** BEGIN **

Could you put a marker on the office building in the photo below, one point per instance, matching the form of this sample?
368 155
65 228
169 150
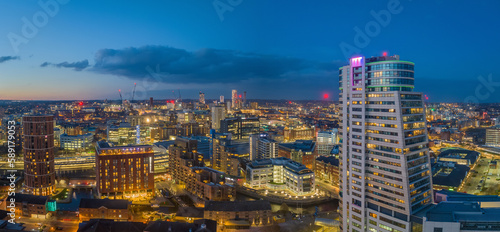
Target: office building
218 114
76 142
124 171
325 141
263 147
459 156
38 145
121 133
234 98
299 133
280 174
493 136
117 210
301 151
244 103
461 217
221 152
30 206
326 168
235 215
254 105
240 128
202 98
186 168
448 175
384 161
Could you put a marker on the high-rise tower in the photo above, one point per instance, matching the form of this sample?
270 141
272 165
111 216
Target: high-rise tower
202 98
39 172
384 167
234 98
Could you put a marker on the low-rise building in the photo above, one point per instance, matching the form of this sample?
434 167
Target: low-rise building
186 167
448 175
292 134
124 171
118 210
280 174
326 168
239 214
76 142
301 151
27 205
459 156
461 216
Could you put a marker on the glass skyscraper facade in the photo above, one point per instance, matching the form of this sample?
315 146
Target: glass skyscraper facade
384 159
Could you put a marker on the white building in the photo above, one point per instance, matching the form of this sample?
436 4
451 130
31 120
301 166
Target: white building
325 141
493 136
75 142
280 174
263 147
234 98
461 216
384 158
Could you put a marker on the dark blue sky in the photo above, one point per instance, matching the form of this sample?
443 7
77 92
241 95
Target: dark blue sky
271 49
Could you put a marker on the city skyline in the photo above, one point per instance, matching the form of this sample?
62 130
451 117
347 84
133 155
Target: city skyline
87 51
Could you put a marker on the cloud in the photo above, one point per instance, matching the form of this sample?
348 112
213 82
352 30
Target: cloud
7 58
173 65
77 66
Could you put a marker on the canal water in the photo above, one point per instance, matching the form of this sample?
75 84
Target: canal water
75 201
330 206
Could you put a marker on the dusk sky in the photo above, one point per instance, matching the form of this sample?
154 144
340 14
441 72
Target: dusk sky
85 50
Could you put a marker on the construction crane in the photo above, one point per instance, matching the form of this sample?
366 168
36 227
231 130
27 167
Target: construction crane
133 93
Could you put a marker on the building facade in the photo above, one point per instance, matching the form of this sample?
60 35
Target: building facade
493 136
30 206
301 151
292 134
234 98
280 174
218 114
124 171
186 168
262 146
384 161
38 145
76 142
326 168
325 141
117 210
240 128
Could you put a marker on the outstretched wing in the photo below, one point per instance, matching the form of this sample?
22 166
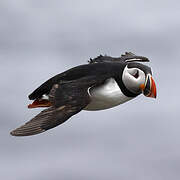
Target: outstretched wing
127 57
68 98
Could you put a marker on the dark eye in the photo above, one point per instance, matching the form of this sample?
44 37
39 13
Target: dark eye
136 75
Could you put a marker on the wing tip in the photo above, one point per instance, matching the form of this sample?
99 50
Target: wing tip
22 132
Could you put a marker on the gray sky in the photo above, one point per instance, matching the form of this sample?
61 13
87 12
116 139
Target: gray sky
138 140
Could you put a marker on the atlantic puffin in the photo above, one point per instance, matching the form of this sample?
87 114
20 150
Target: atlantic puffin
103 83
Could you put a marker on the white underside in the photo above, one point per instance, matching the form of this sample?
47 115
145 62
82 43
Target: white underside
106 96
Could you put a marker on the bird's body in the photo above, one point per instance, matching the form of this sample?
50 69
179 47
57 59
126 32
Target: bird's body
106 96
103 83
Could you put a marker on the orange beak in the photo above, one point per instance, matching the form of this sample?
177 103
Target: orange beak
149 88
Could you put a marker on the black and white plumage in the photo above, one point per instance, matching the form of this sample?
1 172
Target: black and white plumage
103 83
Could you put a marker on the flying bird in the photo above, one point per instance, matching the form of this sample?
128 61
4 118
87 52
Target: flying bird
103 83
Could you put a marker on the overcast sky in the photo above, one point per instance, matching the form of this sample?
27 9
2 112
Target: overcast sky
138 140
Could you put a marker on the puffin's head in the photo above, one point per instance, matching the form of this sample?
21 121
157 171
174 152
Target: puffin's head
137 78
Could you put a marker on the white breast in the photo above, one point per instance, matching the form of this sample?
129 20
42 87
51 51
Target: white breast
106 96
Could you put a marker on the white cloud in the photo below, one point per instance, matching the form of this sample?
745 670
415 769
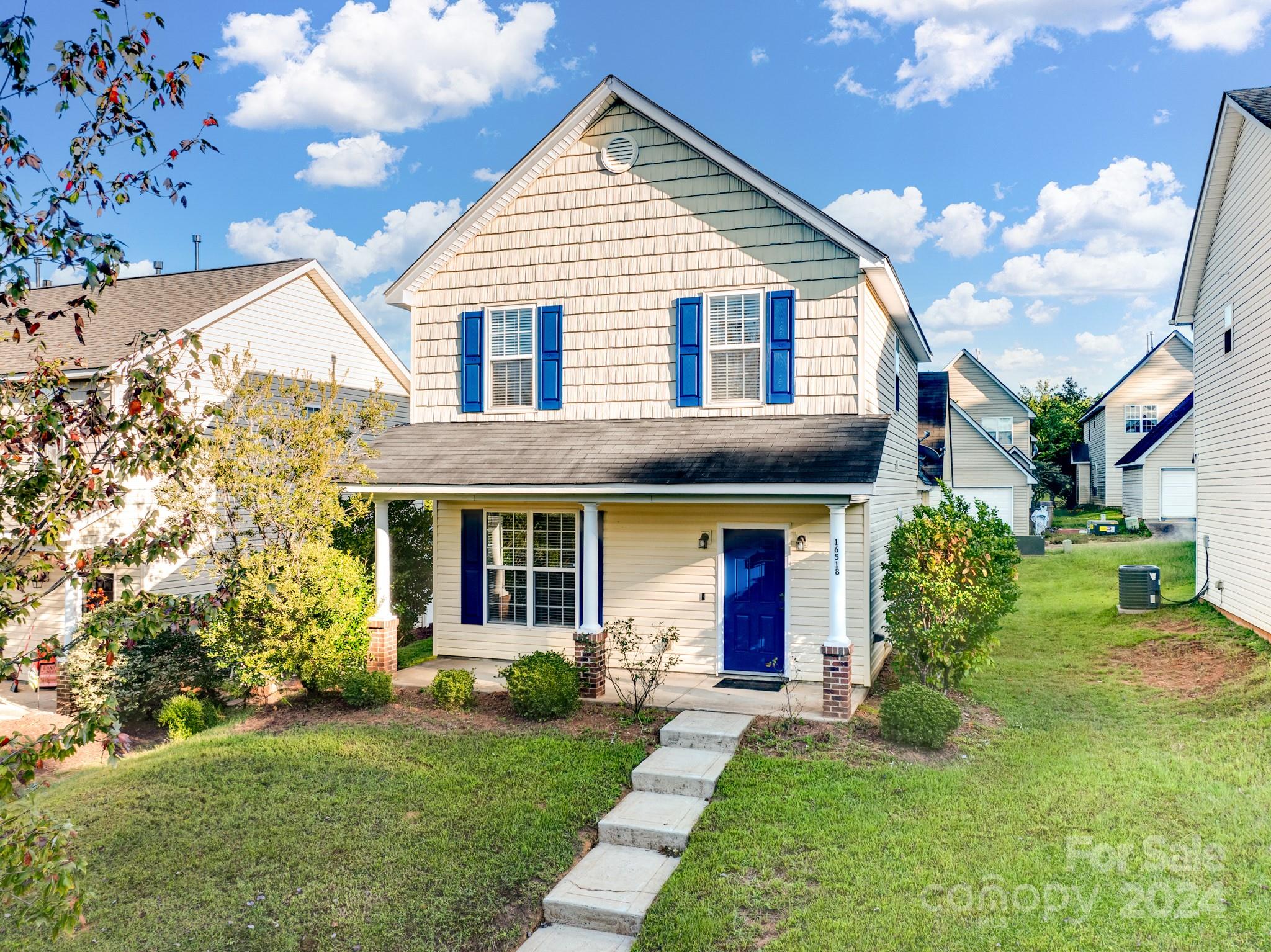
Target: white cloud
964 310
1041 313
850 86
355 162
405 235
415 61
1232 25
891 222
964 228
1100 346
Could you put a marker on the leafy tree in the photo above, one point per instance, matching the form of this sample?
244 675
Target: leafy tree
64 460
950 578
411 534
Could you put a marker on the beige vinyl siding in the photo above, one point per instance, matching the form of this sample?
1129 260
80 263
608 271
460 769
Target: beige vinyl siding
977 464
655 573
616 251
1163 380
1233 390
1131 492
981 395
896 487
1096 436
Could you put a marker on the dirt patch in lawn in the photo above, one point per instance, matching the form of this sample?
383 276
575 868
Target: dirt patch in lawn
861 742
490 712
1185 668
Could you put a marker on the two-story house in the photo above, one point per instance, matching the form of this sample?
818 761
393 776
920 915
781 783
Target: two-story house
1224 293
290 315
1116 464
974 434
647 382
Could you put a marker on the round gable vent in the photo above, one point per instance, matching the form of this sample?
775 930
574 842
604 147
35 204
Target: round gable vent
619 153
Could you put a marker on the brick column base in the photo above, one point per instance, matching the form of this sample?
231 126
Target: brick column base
589 655
837 680
383 651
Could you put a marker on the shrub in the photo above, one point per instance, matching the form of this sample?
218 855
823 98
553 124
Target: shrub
366 689
918 716
297 614
950 578
453 688
184 716
145 673
542 685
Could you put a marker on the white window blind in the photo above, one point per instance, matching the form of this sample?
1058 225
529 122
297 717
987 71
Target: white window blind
511 357
735 337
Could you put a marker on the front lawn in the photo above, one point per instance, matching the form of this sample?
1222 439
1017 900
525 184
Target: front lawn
354 832
983 851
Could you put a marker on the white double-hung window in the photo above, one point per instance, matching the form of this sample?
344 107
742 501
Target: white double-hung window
511 357
532 568
1141 418
735 339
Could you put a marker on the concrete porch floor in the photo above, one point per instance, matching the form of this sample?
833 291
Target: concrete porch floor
681 692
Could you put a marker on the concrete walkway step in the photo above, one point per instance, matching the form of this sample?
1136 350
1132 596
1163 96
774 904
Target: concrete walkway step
647 820
706 730
609 890
680 772
567 938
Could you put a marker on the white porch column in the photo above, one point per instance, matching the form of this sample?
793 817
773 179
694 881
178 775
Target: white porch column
383 564
590 570
838 575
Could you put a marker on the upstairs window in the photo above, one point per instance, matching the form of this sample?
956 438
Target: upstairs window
1141 417
735 338
511 357
1000 429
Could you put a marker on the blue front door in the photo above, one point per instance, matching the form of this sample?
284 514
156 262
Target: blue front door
754 600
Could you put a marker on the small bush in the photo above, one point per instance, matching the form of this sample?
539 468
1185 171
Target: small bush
453 688
184 716
919 716
542 685
366 689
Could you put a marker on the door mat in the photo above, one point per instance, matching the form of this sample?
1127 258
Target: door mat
748 684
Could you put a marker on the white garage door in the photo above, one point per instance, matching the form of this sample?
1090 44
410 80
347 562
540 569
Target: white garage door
995 497
1179 493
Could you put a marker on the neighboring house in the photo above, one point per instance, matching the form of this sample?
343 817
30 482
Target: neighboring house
290 314
1130 410
1226 295
651 383
956 447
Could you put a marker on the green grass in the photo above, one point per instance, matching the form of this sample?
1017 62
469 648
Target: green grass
819 855
415 652
378 837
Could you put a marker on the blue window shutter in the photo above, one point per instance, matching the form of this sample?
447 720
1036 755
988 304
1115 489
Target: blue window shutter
688 351
781 348
549 356
473 360
472 591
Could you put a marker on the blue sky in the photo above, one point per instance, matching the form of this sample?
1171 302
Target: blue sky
1031 171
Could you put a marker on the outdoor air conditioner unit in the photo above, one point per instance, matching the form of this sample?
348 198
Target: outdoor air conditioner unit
1139 589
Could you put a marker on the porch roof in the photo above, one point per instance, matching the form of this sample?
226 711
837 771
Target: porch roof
823 451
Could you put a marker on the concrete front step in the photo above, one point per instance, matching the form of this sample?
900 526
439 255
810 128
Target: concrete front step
609 890
680 772
650 820
706 730
568 938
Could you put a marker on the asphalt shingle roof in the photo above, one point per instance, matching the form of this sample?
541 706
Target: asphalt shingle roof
675 452
133 304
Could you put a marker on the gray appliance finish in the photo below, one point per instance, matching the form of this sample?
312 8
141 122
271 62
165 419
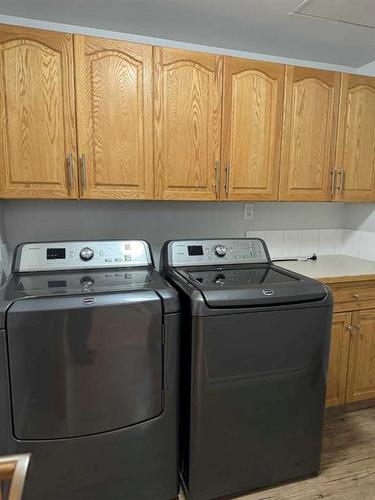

** END **

__Problem description__:
Find every line in the listing above that contains the word "overcast" and copy each one out. Case counts.

__Output of the task__:
Could you put a marker on the overcast sky in the photo above, one point per instance, matching the form of this sample?
Target: overcast sky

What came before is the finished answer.